[Referring expression pointing data]
****

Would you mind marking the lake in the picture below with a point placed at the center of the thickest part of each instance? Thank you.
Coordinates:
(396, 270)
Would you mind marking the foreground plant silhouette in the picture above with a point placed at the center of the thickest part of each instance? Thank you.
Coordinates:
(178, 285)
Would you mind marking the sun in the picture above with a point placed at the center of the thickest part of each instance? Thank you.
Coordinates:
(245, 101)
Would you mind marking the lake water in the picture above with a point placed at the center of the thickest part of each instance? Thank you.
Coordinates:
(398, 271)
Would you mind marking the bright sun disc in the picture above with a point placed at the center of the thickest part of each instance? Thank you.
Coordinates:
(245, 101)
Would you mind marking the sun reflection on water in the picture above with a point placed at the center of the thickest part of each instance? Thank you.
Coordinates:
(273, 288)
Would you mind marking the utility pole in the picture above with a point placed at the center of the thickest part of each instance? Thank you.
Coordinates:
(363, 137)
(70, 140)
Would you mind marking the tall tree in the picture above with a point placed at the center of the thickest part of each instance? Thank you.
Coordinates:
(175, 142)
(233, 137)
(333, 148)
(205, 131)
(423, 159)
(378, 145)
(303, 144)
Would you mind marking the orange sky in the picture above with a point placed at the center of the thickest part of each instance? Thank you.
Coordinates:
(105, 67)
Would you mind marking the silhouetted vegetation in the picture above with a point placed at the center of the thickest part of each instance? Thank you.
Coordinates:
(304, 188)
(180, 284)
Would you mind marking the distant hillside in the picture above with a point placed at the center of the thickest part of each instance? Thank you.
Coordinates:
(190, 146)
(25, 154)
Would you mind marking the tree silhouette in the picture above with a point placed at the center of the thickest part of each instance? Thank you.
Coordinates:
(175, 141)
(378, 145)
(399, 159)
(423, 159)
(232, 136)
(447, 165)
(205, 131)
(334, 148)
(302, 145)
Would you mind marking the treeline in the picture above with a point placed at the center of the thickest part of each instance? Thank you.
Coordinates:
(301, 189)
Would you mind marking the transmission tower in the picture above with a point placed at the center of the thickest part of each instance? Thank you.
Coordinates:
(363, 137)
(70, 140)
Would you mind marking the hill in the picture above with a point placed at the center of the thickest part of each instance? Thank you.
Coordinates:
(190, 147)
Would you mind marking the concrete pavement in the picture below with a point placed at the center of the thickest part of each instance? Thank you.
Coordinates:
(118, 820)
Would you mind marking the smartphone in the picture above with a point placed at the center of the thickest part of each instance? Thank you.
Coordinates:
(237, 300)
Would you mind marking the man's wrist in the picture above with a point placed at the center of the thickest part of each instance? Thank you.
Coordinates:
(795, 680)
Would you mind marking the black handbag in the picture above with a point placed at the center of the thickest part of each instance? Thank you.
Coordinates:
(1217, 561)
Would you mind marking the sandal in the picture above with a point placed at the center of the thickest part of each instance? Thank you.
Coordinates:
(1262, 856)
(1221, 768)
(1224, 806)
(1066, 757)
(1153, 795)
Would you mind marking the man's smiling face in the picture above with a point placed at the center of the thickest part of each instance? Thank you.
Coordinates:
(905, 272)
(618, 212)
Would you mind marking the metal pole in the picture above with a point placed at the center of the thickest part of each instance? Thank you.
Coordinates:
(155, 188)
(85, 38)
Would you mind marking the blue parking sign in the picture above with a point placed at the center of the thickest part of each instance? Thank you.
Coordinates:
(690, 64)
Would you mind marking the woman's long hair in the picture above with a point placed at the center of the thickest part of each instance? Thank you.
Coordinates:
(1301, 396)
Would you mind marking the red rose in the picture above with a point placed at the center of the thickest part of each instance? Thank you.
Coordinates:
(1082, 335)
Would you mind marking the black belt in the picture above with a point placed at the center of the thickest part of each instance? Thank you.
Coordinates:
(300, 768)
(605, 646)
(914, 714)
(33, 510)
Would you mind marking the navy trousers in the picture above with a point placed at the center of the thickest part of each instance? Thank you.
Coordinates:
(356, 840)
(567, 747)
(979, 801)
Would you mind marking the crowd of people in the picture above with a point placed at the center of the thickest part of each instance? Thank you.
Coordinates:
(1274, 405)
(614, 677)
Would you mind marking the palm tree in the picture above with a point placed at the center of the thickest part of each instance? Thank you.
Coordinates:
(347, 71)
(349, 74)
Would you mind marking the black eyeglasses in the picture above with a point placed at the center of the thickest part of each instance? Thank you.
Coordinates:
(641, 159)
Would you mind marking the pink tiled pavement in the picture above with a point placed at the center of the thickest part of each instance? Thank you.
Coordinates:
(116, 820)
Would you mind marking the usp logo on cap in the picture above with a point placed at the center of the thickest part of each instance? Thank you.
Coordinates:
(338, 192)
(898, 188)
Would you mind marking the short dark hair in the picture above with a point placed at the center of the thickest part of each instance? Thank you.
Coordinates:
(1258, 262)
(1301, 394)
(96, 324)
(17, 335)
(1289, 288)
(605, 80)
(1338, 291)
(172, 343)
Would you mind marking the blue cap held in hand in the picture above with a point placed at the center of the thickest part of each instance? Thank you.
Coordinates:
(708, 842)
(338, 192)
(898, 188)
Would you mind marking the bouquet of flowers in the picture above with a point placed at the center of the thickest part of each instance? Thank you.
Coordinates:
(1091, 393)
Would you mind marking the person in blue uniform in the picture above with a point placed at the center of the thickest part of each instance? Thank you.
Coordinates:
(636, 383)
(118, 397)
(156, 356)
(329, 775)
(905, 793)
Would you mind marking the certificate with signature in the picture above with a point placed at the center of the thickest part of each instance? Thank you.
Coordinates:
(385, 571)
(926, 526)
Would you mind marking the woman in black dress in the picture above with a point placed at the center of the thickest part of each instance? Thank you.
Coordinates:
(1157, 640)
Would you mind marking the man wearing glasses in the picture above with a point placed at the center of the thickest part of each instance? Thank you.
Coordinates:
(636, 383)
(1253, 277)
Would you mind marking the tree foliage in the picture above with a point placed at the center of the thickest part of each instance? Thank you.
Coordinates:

****

Exercise
Give the entries again exactly as they stand.

Result
Would you mind marking the lake in the picture below with a point placed at the center of the thickest part of each instance? Thank you.
Coordinates:
(396, 270)
Would you mind marking the foreground plant silhouette in the picture above with a point placed at the center of the thickest part of each instance? Thank you.
Coordinates:
(178, 285)
Would you mind marking the sun in the picture above with a point placed at the center of the thickest part of each instance? Thank you.
Coordinates:
(245, 101)
Would you mind marking the lake water in the picture above with a point placed at the center of the thickest part of each instance? Thank you.
Coordinates:
(398, 271)
Would you mind marking the bright sun disc in the picture above with a point placed at the center of the thickest part of each instance? Thank you.
Coordinates:
(245, 101)
Would you mind marking the sun reflection on water in the picture above with a point placed at the center of the thickest part of each instance? Thank you.
Coordinates:
(273, 288)
Would you mind marking the utility pole in the picture above with a point placed at the center of the thickest part of each instance? Thank you.
Coordinates:
(363, 137)
(70, 140)
Would you mind marking the tall tree in the picture above with a point placed at the center of the thickest part of each instance? Thank you.
Coordinates:
(175, 142)
(233, 137)
(333, 148)
(205, 131)
(423, 159)
(378, 145)
(303, 144)
Would you mind marking the orange sky in the picture above with a point placed at the center of the thickest part of each instance? Thank you.
Coordinates:
(105, 67)
Would you mind marking the silhouetted vegetation in the picture above with a point placed at the center of the thickest part of each instance? Thank you.
Coordinates:
(304, 188)
(180, 284)
Would you mind marking the distant hillside in the picture above with a point placed at the center of the thickest part of each instance? Thank you.
Coordinates:
(190, 146)
(25, 154)
Would you mind marking the tree silhouette in the picture above with a point placed at the center of the thickest part of each instance? Thank you.
Coordinates:
(175, 141)
(378, 145)
(399, 159)
(423, 159)
(232, 136)
(447, 165)
(205, 131)
(334, 148)
(302, 145)
Would you mind marking the treeline in the picture above with a point placed at the center of the thickest part of each instance? Thank you.
Coordinates:
(301, 189)
Would you mind marking the transmission tower in the picture above with a point placed at the center of the thickest part of each instance? Thank you.
Coordinates:
(363, 137)
(70, 140)
Would you mind marking the hill in the picture above with a point placed at the center of the thickest part of each instance? Thank you.
Coordinates:
(190, 147)
Would you mind marking the concrete pavement in the picture below with a point placed at the center of the thickest part of each instance? Thank you.
Coordinates:
(118, 820)
Would you mind marking the smartphone in the picture above with a point placed at the center of the thickest part of each instance? Thank you.
Coordinates:
(237, 300)
Would you mind marking the man's wrist in the picture above with a point placed at the center of the thickest part of each instance? Thank you.
Coordinates:
(795, 680)
Would you mind marking the black handbag in the picture above with a point placed at the center of the thickest part of each instance? Thank you.
Coordinates:
(1217, 561)
Would you mind marking the sandal in the picture above with a point placed at the center of the thickest part of each instance? Thank you.
Coordinates:
(1262, 856)
(1221, 768)
(1224, 806)
(1066, 757)
(1153, 795)
Would you mind marking the man's smiling face in the picture above with a point placed at the center of the thickest part of each instance? Thank you.
Coordinates:
(905, 272)
(618, 212)
Would you mind marking the metal pole in the picture above with a point placed at the center of the thickest part of each instance? Thank you.
Coordinates:
(155, 188)
(85, 38)
Would you mind marking the blue parking sign in the picture above with a point placed at the center of the thickest part of each instance? Thank you.
Coordinates:
(690, 64)
Would you mind marking the woman's long hair in the picture above with a point placed at the center of the thickest part of each instance? Thank you.
Coordinates:
(1301, 396)
Would you mind marking the red rose in the picture above with a point placed at the center of the thickest part of each instance? Thank you.
Coordinates:
(1082, 335)
Would you mind marking the black belt in the picture above with a point placed at the center of the thickest part of each instance? Thank you.
Coordinates:
(300, 768)
(605, 646)
(914, 714)
(33, 510)
Would you mind marking the navy trousers in the picture above with a point placed at the center of the thickest part of each instance? Thank you.
Coordinates:
(356, 840)
(567, 747)
(979, 801)
Would you mind marking the crowd of people in the picture above with a point placed at the center of the thickest part of each instance? Thank you.
Coordinates:
(1274, 405)
(614, 677)
Would you mind marking the palm tree in the picture above with a point placed at the center of the thickest part of each instance? Thank you.
Coordinates:
(347, 71)
(349, 74)
Would you mind marking the black eyeglasses in the picture above with a point placed at the center of the thickest part of each instance? Thank you.
Coordinates:
(641, 159)
Would you mind marking the pink tiled pavement in the picture above with a point placed at the center of the thickest part of each instance? Thank you.
Coordinates:
(116, 820)
Would you mind marking the usp logo on cap in the picture above with a point placed at the center of the thickest part of each instance? Thank you.
Coordinates:
(338, 192)
(898, 188)
Would you mind marking the short dark hair in the picture above with a point placed at the center of the thickest part of each instance? Thank you.
Coordinates:
(1258, 262)
(1301, 394)
(96, 324)
(17, 335)
(1289, 288)
(605, 80)
(1338, 291)
(172, 343)
Would you mind marking the blue cap held in hand in the picture above with a point placed at the center of the thickest part of each instance? Thank you.
Coordinates:
(708, 842)
(338, 192)
(898, 188)
Would you mind marking the bouquet of flowers in the picture above with a point placed at the center of the thickest part of each instance? Thank you.
Coordinates:
(1091, 393)
Would you mind marking the person in blue uniform in the picture above with a point placed at the center of the thickest part of each instance? Thank you.
Coordinates:
(636, 383)
(118, 397)
(156, 356)
(329, 775)
(905, 793)
Would you mind marking the certificate with signature in the picture above with a point placed at the center of the thickest part of each instance? Thank you.
Coordinates:
(385, 571)
(926, 526)
Would you mind marking the woman in black dress in the picture above with a point placed at the center of the thickest part of each instance? Thank you.
Coordinates:
(1157, 640)
Would you mind marking the man wearing glasses in the picture above with a point placed at the center of the thickest part of each instance? Thank you.
Coordinates:
(636, 383)
(1253, 277)
Would you mind marking the tree foliage in the picture above with a point placed at the center of the thickest part of each instance? Thank you.
Coordinates:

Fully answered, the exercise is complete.